> _BRIEF_
For the stretch of items from the line containing "Verify for me: does any church" through the line containing "xmin=432 ymin=228 xmax=447 ymax=240", rewrite those lines with "mark it" replaced by "outline it" throughout, changing nothing else and omitting the pictures.

> _DATA FOR THIS EXERCISE_
┌──

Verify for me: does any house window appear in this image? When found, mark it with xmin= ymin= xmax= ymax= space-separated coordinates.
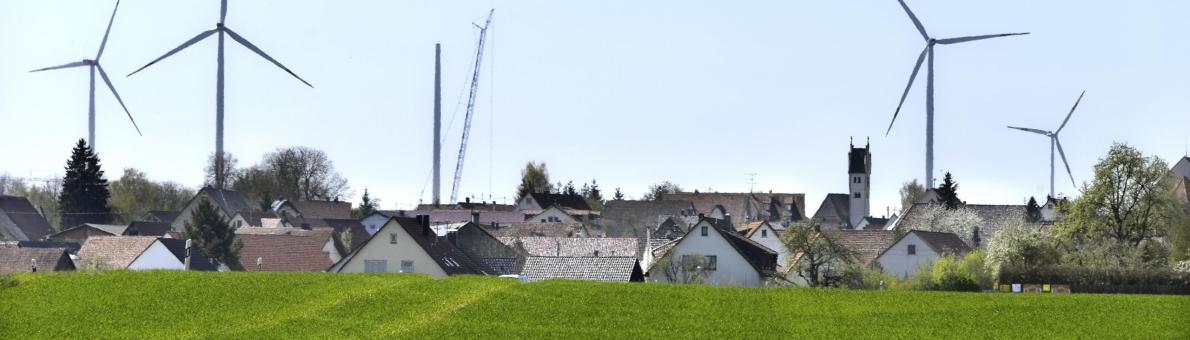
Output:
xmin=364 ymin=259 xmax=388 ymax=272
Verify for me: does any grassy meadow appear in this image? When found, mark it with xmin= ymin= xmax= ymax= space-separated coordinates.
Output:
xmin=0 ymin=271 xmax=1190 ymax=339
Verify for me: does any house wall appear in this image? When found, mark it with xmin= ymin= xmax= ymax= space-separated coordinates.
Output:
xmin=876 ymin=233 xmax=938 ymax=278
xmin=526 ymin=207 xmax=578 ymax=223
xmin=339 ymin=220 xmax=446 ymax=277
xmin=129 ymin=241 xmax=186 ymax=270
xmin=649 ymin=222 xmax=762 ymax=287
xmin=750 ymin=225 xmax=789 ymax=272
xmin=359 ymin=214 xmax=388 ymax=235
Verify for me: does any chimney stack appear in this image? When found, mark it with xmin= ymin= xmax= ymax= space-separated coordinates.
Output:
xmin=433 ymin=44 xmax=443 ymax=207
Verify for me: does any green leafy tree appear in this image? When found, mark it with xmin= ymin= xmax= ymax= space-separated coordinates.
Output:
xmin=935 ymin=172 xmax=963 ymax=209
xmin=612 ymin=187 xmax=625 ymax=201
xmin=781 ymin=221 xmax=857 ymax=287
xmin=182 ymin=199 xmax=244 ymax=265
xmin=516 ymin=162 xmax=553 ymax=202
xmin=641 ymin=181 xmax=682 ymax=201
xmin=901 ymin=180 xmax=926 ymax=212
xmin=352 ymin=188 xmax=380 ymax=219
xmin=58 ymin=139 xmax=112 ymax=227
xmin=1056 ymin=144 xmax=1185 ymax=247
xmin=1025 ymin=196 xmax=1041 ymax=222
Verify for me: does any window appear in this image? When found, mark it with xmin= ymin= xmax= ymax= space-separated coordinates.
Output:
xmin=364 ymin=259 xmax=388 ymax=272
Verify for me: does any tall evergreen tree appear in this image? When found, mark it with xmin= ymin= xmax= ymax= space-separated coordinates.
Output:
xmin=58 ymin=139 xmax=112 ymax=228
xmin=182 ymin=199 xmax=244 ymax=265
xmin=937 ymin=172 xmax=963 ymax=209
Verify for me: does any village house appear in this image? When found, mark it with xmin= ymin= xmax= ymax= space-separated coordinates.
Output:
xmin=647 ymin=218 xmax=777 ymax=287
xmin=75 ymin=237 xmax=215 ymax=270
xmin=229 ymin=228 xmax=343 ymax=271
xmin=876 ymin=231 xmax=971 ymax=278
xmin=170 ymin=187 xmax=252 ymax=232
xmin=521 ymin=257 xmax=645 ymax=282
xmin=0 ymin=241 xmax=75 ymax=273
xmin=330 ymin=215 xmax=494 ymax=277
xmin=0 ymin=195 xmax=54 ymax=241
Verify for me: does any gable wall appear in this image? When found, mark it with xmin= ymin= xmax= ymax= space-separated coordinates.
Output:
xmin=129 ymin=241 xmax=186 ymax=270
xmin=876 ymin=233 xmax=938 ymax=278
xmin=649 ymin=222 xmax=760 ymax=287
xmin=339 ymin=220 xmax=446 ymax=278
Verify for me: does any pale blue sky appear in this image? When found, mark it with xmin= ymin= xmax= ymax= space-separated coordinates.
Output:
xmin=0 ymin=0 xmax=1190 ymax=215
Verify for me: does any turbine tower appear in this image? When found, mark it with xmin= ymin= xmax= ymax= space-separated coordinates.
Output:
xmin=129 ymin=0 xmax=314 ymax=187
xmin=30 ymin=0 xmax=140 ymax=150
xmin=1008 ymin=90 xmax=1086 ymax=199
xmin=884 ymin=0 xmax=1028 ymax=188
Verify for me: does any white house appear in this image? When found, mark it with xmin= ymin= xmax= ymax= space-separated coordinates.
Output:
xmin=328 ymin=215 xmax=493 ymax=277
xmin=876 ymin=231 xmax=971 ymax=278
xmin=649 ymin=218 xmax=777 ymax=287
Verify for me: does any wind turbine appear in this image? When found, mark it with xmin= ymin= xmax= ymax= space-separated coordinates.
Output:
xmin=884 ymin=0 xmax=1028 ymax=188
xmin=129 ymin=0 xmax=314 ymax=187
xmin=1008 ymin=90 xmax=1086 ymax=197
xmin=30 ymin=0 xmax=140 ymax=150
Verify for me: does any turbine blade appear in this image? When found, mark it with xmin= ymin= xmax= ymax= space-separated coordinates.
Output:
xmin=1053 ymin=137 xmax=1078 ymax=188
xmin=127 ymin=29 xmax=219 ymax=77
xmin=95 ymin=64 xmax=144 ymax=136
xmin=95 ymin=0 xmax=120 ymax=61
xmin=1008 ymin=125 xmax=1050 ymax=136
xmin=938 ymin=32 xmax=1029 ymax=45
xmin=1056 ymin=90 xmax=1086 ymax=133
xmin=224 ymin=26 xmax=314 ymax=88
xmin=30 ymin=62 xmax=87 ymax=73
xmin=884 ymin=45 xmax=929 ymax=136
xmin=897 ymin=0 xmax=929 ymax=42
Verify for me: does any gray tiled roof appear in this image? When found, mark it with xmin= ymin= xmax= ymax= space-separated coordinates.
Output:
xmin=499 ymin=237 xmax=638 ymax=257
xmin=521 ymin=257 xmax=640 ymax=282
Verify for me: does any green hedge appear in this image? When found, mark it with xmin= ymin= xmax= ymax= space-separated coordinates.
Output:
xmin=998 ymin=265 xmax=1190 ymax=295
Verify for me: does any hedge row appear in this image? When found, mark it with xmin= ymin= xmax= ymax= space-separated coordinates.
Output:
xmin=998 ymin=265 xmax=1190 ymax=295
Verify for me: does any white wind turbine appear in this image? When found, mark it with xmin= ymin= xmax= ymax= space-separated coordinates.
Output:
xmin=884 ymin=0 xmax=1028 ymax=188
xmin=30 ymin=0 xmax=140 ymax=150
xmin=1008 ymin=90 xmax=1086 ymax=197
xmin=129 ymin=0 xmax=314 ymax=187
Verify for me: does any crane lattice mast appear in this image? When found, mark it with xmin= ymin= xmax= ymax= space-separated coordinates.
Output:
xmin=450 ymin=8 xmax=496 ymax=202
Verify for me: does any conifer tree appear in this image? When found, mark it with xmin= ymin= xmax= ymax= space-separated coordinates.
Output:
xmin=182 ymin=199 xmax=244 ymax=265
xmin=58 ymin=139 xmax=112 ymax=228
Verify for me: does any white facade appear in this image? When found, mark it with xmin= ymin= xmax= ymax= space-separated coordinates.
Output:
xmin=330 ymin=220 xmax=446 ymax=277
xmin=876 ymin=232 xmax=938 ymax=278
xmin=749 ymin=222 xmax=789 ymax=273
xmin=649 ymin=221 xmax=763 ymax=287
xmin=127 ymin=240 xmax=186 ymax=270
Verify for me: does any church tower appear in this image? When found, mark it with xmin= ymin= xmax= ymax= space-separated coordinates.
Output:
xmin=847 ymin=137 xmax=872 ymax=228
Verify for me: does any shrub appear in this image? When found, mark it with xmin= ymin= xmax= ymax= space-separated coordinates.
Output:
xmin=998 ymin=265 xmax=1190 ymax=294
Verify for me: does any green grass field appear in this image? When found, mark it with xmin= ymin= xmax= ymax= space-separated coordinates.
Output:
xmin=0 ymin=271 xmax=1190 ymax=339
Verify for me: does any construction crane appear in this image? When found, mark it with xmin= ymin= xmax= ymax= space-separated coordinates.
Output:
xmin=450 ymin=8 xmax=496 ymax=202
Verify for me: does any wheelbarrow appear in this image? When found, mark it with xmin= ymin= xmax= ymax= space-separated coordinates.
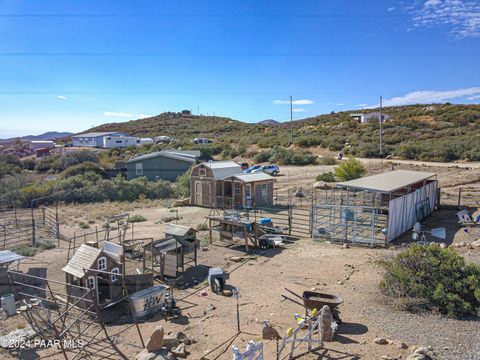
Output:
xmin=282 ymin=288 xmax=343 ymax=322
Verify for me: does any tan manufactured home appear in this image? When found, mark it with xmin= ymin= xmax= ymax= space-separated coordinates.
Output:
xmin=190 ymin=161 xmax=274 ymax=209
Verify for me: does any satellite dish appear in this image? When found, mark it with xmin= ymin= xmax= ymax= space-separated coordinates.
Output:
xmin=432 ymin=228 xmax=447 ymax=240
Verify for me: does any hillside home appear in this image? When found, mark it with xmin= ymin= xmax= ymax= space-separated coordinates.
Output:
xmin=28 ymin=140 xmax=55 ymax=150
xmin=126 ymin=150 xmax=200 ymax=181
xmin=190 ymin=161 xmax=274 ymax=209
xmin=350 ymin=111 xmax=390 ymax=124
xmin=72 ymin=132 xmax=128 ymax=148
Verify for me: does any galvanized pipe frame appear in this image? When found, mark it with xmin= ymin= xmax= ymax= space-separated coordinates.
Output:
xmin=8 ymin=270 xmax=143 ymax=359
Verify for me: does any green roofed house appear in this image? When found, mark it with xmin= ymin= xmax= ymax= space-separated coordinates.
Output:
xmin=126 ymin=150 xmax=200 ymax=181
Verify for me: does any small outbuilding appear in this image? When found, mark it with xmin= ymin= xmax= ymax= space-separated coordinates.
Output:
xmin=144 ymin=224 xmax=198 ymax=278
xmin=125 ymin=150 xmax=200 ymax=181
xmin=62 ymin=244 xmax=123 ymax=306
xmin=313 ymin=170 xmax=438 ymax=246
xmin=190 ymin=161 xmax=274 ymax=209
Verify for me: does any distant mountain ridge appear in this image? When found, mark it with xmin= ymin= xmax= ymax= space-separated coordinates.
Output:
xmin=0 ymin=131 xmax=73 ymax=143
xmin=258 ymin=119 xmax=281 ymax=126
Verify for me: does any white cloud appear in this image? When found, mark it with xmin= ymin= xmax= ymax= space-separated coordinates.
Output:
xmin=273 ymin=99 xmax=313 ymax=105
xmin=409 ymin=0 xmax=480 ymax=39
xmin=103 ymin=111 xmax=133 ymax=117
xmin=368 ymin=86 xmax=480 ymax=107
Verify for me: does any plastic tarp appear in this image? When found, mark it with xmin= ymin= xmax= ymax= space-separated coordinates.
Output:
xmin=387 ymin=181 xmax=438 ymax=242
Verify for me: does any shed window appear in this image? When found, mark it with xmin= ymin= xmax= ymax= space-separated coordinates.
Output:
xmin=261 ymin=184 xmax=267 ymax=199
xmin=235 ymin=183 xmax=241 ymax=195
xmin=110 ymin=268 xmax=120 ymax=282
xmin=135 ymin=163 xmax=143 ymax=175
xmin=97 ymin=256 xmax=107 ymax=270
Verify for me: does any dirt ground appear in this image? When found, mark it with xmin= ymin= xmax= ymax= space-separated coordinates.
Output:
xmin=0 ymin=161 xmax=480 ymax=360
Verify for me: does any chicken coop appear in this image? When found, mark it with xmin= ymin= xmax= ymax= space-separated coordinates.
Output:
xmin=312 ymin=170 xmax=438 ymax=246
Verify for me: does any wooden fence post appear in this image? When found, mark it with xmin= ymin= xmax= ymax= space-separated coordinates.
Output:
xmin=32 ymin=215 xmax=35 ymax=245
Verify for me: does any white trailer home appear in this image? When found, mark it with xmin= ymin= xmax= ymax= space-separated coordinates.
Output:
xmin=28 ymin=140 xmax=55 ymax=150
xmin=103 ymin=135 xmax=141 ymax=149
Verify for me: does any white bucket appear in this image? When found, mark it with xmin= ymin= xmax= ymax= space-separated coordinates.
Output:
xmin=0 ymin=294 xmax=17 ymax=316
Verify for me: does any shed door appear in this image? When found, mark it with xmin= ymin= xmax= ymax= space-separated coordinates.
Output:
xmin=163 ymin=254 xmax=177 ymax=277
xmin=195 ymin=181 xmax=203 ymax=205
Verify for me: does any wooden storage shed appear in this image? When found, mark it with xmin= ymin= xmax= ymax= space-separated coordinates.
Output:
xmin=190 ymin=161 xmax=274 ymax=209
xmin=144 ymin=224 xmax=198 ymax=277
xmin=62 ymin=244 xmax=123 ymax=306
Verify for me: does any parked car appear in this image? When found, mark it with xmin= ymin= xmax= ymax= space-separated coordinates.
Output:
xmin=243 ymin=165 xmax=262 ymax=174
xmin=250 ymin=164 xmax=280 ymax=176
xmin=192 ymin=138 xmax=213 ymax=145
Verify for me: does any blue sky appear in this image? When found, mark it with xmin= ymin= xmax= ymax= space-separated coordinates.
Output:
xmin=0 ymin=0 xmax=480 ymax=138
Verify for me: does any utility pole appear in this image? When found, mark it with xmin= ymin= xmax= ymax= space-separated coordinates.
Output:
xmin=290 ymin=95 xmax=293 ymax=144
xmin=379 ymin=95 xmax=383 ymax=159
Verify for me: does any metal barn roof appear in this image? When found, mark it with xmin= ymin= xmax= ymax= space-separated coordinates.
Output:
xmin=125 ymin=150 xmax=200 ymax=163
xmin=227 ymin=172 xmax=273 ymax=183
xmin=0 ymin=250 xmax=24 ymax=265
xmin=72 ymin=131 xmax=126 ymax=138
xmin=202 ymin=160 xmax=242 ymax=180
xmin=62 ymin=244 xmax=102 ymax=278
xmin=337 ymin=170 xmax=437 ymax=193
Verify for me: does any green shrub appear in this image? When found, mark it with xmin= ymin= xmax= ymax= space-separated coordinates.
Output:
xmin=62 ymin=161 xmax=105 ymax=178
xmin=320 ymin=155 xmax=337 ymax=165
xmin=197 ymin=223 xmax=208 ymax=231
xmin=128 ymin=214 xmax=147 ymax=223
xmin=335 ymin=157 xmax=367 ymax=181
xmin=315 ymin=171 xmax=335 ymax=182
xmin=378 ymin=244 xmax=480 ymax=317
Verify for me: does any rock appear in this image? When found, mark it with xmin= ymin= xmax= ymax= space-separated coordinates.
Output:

└──

> _TASK OUTPUT_
Verify for me: does any church tower appear in this image? When found, outline it with xmin= ymin= xmax= ymax= space-separated coordinates.
Output:
xmin=847 ymin=137 xmax=872 ymax=228
Verify for me: does any shrub appear in this image? When found, outline it with xmin= ymin= xmax= ymax= space-separated coordinates.
Output:
xmin=998 ymin=265 xmax=1190 ymax=294
Verify for me: does any green grass field appear in this image? When found, outline it with xmin= ymin= xmax= ymax= space-separated coordinates.
Output:
xmin=0 ymin=271 xmax=1190 ymax=339
Verify for me: does any construction crane appear in this image? When found, outline it with xmin= ymin= xmax= ymax= space-separated coordinates.
Output:
xmin=450 ymin=8 xmax=496 ymax=202
Verify for me: does any wheelbarrow appear in this image? When found, outline it with xmin= ymin= xmax= ymax= space-separated coordinates.
Output:
xmin=282 ymin=288 xmax=343 ymax=322
Verify for me: does any tan manufactured home appear in this image? When found, outline it with xmin= ymin= xmax= ymax= space-separated coordinates.
Output:
xmin=190 ymin=161 xmax=274 ymax=209
Verify for me: does any satellite dish appear in this image? When found, outline it with xmin= ymin= xmax= ymax= space-separated coordinates.
Output:
xmin=432 ymin=228 xmax=447 ymax=240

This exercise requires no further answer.